_Tasks to carry out_
1/ List every distinct username that appears in the post headers of the eucalyptus beekeeping thread.
2/ Extend the eucalyptus beekeeping thread past its final line.

_Source excerpt_
━━━━

# Build up on Eucalyptus



## Ted Kretschmann (Feb 2, 2011)

I do not know about California but when I worked for jim powers on the big Island of Hawaii, we had bees on the windy side of the Island that built up nicely on Euc. They even made a little surplus. That sure was some nasty tasting honey though. It was something that only a momma Koala Bear would love!! TED


----------



## HVH (Feb 20, 2008)

Thanks Ted,

Do you think the bees would be active enough during the winter months if the average daytime temp was above 60F?


----------



## loggermike (Jul 23, 2000)

Back in the 60s when I started beekeeping on the central coast,Huston Honey and Knoefflers ran a lot of hives into the euc. I seem to remember it blooming in December.
The outfit I worked for sold a lot of bottled up raw euc honey .It was dark and strong and I loved it.


----------



## Ted Kretschmann (Feb 2, 2011)

Yes, I do. When I was in Hawaii, I learned that it can get kind of cool during the winter months. Lows down in the forties in the mornings. The mountains Mauna Kea and Mauna Loa can be snow capped during those months and the cool air sinks down toward the sea. But that did not slow the bees down at all. I saw them put up three mediums of Ohia honey in five days. So the lesson learned was if something is blooming and the plant yields copius amounts of nectar the bees will work it even in cold temperature. TED


----------



## odfrank (May 13, 2002)

━━━━

_Supplied material_
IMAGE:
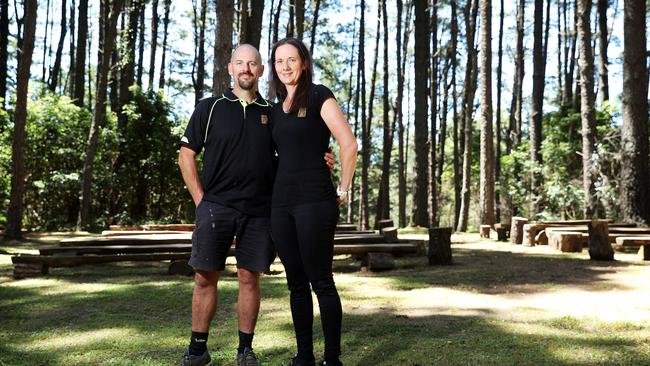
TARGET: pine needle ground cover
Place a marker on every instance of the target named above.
(498, 304)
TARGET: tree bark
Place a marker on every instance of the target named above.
(486, 199)
(163, 64)
(154, 41)
(276, 21)
(468, 107)
(456, 159)
(141, 31)
(80, 58)
(198, 75)
(433, 92)
(99, 110)
(587, 112)
(4, 41)
(314, 23)
(603, 63)
(537, 105)
(635, 180)
(251, 24)
(222, 46)
(56, 69)
(366, 129)
(300, 18)
(422, 54)
(497, 161)
(46, 34)
(383, 199)
(15, 209)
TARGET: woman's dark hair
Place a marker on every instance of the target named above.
(301, 98)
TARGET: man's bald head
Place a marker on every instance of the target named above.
(245, 67)
(246, 48)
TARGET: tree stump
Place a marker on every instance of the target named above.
(541, 238)
(530, 231)
(517, 230)
(384, 223)
(27, 270)
(485, 231)
(180, 267)
(502, 234)
(566, 241)
(379, 262)
(644, 253)
(599, 246)
(390, 234)
(439, 245)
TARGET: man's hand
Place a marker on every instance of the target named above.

━━━━

_Results for the exercise_
1/ Ted Kretschmann, HVH, loggermike, odfrank

2/
My bees are on eucalyptus year round. The globulous starts around Halloween and goes until June. The blooms are scattered on the trees and neighborhoods, not all blooming at the same time. The penninsula used to be forested with them but many fewer left after post war development. Polyantemous blooms in spring until summer, and is used a lot on freeway cloverleafs. Ficifolia, red gum, is blooming right now. There are many other varieties planted here. The honeys are light to amber and excellent tasting. BTM (before the mites) we used to sometimes fill a medium October to February on the euc flow. I do a thorough honey clogged brood chamber purging in February. Less so now that half my bees die every winter.


----------



## Gypsi (Mar 27, 2011)

Half your bees die every winter?


----------



## odfrank (May 13, 2002)

Since 2006 beekeepers in my area have been suffering massive winter losses, in a warm climate with winter bloom.


----------



## Gypsi (Mar 27, 2011)

hmmmm... Bears thinking about. After summer losses, I am (and am not) looking forward to winter.


----------



## odfrank (May 13, 2002)

This Euc ficifolia was in bloom in 94010 industrial neighbor hood a few weeks ago.


----------



## HVH (Feb 20, 2008)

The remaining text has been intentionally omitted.